■ TRECHO FORNECIDO
---
Conhecia a todos. Moradores e comerciantes da sua rua e adjacências
retribuíam com satisfação o boa-noite de seu Lauro. Naquele tempo, mães, pais,
avós, tios, vizinhos, eram autoridades presumidas, dignas de respeito e
consideração. Os valores morais eram outros. Não se duvidava do caráter
das pessoas. Por preservar estes valores, seu Lauro podia desfrutar de
sua calçada e ter a porta aberta nas noites quentes de verão.
Era uma rua
residencial. O comércio existente na época, resumia-se ao armazém de Raimundo
Marques, de onde saía o misto de Isidoro para Tibau; Rubens Pinto & Cia; a
padaria de seu Eli; o armazém de seu Chiquinho Andrade, alguns poucos
cafés, e já no final do quarteirão, a serraria de seu Otávio. Em tempo: havia
também a academia de jiu-jitsu do Dr. Diniz Câmara, que funcionava na sua
própria casa. Homem forte e robusto, no tatame distribuía golpes pra todo lado,
para infelicidade geral dos seus magérrimos alunos. Se não me falha
a memória, este era o comércio da rua Mário Negócio naquele tempo.
---
■ DADOS APRESENTADOS
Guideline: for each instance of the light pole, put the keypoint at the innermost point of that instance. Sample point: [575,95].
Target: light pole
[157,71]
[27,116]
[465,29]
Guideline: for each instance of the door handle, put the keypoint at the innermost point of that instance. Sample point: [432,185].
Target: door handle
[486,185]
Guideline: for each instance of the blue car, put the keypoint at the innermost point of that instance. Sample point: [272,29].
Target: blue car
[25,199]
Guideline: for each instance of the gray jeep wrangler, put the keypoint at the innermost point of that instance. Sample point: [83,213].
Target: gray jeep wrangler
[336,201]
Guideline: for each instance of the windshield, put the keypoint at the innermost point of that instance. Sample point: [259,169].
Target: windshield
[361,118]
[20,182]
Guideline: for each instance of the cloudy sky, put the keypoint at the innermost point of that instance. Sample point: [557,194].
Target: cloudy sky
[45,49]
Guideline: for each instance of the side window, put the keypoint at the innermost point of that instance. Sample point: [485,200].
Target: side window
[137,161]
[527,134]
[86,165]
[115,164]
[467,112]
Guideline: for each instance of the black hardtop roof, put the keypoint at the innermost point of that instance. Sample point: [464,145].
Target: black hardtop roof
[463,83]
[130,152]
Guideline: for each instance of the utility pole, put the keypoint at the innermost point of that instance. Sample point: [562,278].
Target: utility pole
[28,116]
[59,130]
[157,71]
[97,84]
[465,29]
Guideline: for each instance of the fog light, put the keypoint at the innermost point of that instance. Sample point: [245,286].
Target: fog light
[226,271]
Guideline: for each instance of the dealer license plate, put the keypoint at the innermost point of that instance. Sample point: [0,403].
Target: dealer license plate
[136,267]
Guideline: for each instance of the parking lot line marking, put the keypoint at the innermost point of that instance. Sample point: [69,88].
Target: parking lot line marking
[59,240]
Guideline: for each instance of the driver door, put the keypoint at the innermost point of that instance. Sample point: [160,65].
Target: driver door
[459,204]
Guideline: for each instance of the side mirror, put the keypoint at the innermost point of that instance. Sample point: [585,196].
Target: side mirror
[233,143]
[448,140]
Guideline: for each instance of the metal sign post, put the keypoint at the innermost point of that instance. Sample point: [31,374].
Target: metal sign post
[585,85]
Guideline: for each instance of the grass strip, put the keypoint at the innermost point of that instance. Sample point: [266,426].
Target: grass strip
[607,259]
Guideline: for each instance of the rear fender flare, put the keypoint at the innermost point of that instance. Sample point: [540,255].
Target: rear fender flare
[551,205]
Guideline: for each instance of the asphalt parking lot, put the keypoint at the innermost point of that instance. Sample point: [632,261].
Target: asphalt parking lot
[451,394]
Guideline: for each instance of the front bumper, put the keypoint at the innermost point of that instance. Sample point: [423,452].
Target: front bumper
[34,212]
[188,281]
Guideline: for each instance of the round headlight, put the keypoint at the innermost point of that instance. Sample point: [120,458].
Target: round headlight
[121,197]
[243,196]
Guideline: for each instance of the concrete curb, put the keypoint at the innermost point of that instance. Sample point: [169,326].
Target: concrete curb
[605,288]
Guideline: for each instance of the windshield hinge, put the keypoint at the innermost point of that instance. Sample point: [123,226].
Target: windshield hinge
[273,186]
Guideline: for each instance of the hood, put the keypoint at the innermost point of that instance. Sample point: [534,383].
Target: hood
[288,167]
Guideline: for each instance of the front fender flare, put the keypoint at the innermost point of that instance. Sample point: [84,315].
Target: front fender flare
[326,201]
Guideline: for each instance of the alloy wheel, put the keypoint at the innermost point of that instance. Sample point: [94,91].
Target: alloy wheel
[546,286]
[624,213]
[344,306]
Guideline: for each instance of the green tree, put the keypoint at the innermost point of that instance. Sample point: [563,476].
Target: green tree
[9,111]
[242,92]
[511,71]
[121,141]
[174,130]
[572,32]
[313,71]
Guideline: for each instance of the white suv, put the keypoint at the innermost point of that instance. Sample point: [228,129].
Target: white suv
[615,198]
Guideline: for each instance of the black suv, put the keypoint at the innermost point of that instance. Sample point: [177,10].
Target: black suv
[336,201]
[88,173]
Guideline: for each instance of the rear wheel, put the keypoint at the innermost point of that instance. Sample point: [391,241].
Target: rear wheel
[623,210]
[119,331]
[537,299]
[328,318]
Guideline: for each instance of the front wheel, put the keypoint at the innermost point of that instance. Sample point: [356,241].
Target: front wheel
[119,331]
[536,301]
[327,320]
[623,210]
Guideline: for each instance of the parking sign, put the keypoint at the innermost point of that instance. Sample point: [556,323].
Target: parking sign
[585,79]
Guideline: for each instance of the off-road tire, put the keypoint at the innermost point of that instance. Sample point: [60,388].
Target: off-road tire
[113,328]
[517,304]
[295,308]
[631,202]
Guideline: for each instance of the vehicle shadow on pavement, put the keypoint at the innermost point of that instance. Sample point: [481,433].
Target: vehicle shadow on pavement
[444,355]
---
■ TAREFAS A FAZER
#1 Responda com base no trecho sobre a rua Mário Negócio:
(a) O que seu Lauro podia fazer por preservar os valores de que o texto fala?
(b) De onde saía o misto de Isidoro para Tibau?
(c) Onde funcionava a academia de jiu-jitsu do Dr. Diniz Câmara?
#2 Dê a continuação do trecho sobre a rua Mário Negócio a partir da última frase apresentada.

■ TAREFAS RESOLVIDAS
#1
(a) Ele podia desfrutar de sua calçada e ter a porta aberta nas noites quentes de verão.
(b) Saía do armazém de Raimundo Marques.
(c) Funcionava na própria casa do Dr. Diniz Câmara.

#2
A rua era
uma tranqüilidade. Poucas pessoas possuíam veículos e na maioria das vezes,
andavam a pé, já que não existia ainda transporte coletivo, a não ser os táxis
do Posto Cinco e Santa Luzia. Imagine quantas pessoas passavam pela calçada de
seu Lauro ofertando-lhe um sonoro "boa-noite" quando não
paravam para trocar algumas palavras..
Impreterivelmente,
todos os dias, às 5 horas, a pé, fazia sua peregrinação matinal ao
Mercado Público. Lá era o ponto de encontro de amigos e compadres, comparsas
das doces prosas matinais. Havia o açougueiro João Tobias, o gazeteiro seu Tico
já com "O Mossoroense" , "novinho em folha", e Antonio
Bezerra, com seu armazém de cereais.
Fui várias
vezes com ele ao Mercado, menino-criança, cheguei a participar algumas
vezes de sua roda de amigos. Todos sorriam em paz e faziam graça sobre coisas
simples que hoje não vemos mais.
Ao retornar
para casa, deixava a feira e partia para o trabalho. Ia embora, como
sempre foi: a pé, apesar do corpo pesado e do joelho doente. Era avesso a
médico. Assim como partia, chegava: cansado e ofegante, mas sempre sorrindo.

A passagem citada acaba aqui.